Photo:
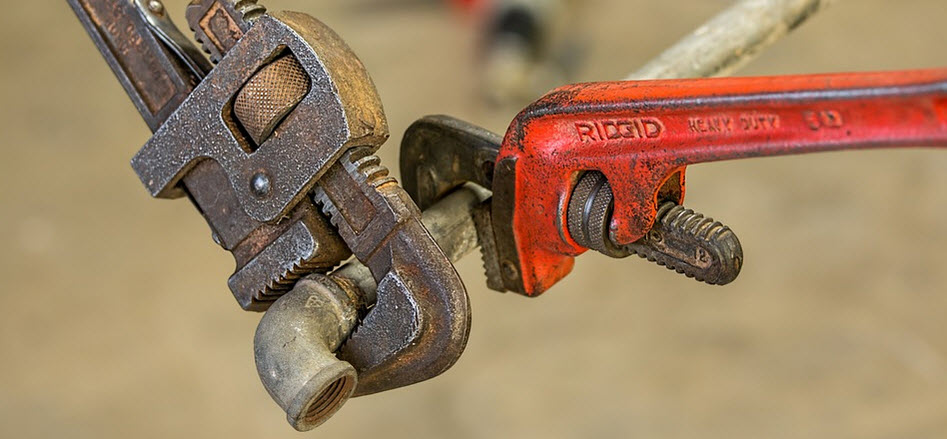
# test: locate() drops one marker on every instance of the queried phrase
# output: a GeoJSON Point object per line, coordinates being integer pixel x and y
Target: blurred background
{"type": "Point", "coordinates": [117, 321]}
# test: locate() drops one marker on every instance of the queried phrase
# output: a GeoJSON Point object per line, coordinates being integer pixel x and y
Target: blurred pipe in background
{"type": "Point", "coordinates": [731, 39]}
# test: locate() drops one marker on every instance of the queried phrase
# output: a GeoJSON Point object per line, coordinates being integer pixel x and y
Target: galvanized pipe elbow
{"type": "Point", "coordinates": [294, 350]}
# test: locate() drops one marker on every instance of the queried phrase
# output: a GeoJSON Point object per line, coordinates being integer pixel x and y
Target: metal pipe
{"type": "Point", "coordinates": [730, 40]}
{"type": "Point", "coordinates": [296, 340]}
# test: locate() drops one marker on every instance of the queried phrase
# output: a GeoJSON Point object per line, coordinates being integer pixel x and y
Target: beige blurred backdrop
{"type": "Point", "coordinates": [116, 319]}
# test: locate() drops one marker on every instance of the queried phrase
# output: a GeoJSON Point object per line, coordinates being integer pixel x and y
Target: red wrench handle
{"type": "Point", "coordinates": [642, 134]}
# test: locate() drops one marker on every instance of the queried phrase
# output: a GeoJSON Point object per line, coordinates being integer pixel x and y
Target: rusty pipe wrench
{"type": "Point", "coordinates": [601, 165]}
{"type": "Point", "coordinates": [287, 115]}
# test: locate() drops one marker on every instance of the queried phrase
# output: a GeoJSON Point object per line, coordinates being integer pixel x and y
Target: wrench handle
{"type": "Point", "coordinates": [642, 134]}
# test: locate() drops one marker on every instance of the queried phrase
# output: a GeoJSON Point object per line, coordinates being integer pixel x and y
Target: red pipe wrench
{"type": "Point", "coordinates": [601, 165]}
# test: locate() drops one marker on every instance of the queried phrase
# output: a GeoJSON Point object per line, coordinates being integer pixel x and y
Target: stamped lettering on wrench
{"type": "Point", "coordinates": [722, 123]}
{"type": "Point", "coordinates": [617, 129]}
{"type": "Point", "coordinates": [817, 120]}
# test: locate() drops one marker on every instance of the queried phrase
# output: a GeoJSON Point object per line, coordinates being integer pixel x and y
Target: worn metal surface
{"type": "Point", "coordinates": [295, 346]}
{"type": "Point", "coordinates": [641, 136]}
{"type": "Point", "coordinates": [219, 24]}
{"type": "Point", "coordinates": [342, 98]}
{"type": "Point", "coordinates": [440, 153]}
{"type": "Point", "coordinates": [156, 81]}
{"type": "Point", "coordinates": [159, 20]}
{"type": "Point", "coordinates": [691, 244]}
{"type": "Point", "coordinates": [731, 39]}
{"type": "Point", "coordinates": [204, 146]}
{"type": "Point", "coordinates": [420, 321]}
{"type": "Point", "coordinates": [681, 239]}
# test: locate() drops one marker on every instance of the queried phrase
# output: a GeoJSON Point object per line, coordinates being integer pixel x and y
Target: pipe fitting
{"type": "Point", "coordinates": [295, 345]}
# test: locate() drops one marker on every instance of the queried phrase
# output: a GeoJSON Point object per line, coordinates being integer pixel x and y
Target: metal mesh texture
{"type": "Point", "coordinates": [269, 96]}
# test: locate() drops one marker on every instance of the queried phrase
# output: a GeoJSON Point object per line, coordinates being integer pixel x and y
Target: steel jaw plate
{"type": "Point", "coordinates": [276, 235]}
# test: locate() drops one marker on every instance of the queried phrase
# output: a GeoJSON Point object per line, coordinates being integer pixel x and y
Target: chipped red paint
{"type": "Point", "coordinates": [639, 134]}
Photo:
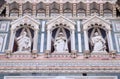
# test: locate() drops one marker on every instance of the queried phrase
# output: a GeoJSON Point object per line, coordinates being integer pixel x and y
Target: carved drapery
---------------
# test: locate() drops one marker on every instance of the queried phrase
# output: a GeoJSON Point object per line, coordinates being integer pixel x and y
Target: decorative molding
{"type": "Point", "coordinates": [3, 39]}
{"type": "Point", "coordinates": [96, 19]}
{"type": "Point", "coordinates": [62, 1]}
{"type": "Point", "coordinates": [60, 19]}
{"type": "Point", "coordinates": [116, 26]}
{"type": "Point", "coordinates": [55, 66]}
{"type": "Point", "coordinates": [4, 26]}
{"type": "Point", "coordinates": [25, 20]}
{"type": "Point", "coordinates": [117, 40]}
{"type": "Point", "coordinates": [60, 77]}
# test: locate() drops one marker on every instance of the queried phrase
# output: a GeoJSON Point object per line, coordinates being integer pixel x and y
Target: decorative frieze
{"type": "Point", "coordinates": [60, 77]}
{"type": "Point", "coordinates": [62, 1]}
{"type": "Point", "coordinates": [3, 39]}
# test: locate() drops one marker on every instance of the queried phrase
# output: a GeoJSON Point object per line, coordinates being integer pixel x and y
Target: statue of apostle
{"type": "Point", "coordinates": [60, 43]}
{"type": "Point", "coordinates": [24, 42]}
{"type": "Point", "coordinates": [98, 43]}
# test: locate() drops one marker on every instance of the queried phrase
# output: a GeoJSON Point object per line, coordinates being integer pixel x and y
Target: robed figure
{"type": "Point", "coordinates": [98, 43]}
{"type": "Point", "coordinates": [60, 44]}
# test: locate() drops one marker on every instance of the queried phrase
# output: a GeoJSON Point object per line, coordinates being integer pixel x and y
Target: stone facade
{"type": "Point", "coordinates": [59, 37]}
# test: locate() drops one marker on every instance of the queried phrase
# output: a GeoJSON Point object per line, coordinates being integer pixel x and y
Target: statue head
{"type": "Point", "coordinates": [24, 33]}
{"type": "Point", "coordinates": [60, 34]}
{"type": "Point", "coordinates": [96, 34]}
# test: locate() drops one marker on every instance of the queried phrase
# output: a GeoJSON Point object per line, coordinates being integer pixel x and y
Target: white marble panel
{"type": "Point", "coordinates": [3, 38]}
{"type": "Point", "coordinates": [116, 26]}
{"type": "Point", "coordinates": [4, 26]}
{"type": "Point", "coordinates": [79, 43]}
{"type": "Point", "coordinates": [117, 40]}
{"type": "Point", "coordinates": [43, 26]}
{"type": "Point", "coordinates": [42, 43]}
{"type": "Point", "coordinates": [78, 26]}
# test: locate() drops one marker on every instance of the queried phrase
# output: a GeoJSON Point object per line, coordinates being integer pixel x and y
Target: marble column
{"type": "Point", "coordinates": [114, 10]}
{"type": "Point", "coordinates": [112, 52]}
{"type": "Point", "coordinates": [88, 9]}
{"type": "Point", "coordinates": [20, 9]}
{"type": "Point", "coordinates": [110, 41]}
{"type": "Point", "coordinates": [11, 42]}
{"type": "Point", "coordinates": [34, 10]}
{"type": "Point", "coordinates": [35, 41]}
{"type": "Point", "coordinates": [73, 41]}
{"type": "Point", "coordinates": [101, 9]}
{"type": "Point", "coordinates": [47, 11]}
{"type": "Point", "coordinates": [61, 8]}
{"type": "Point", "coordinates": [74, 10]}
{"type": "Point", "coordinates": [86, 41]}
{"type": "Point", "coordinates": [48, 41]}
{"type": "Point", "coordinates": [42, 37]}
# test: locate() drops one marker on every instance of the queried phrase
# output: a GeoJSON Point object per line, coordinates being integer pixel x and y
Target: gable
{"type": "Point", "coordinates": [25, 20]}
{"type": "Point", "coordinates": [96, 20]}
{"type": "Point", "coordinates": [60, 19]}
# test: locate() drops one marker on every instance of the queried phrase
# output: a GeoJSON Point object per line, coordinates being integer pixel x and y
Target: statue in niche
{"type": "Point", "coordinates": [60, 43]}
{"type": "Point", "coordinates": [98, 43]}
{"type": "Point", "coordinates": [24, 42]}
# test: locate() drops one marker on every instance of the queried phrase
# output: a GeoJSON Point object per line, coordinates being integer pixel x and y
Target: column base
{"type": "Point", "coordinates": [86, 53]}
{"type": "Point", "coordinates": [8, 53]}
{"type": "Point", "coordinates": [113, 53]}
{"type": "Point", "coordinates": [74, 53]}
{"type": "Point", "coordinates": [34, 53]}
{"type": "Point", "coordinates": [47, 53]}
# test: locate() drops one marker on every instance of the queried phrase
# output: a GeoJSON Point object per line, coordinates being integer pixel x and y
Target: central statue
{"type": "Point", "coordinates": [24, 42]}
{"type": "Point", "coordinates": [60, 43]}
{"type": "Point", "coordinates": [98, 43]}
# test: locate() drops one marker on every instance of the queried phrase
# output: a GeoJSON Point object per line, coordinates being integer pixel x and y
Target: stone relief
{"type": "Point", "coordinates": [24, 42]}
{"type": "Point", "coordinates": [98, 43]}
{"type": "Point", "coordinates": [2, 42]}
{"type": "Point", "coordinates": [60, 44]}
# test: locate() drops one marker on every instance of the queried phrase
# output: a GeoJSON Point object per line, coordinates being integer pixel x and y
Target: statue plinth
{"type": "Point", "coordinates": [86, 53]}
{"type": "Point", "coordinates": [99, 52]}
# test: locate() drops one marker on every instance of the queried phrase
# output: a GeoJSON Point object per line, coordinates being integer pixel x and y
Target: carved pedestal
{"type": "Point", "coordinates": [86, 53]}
---------------
## [Problem requirements]
Show every line in the entries above that contains the word "statue", matching case exactly.

## [Result of the task]
Target: statue of apostle
Target: statue head
Target: statue in niche
Target: central statue
Target: statue plinth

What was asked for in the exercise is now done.